(Written instruction)
Put every line of the material below into a JSON list of strings, one string per line, skipping blank lines and leaving out the pictures.

(Material supplied)
○ ○ ○ ○ ○
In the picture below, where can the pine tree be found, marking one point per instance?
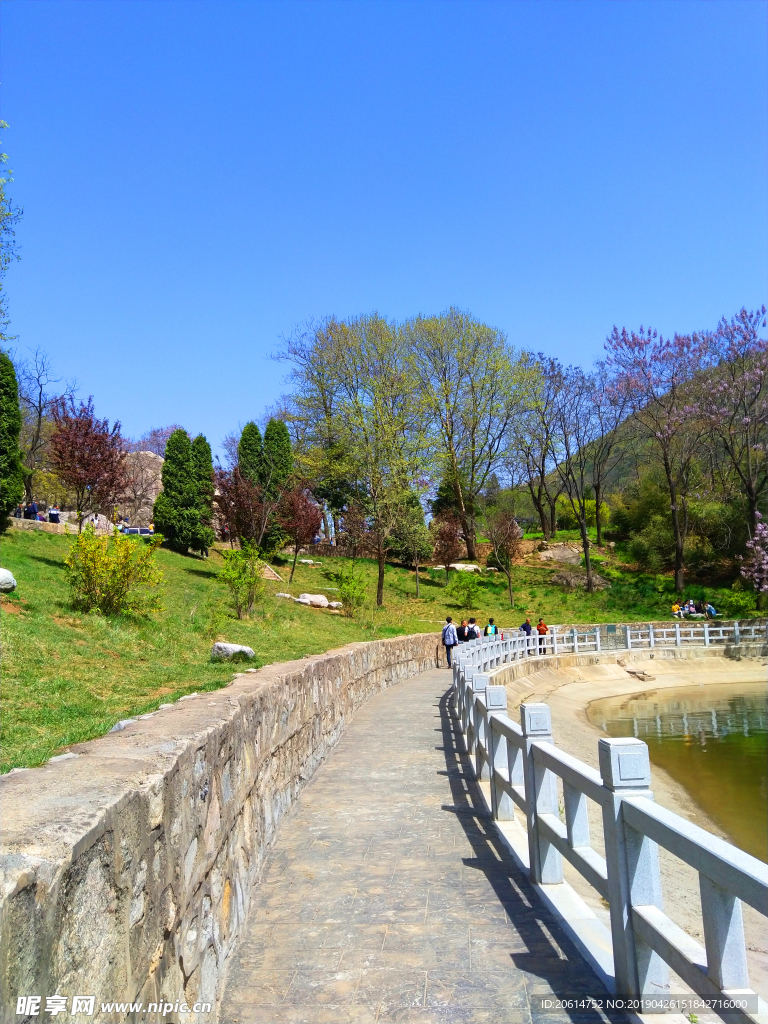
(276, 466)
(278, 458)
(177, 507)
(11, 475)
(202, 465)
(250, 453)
○ ○ ○ ○ ○
(Solution for this problem)
[
  "In the picture below, where can the pine tree be found, marking one point per instance?",
  "(276, 466)",
  "(278, 458)",
  "(177, 507)",
  "(11, 475)",
  "(202, 465)",
  "(250, 453)"
]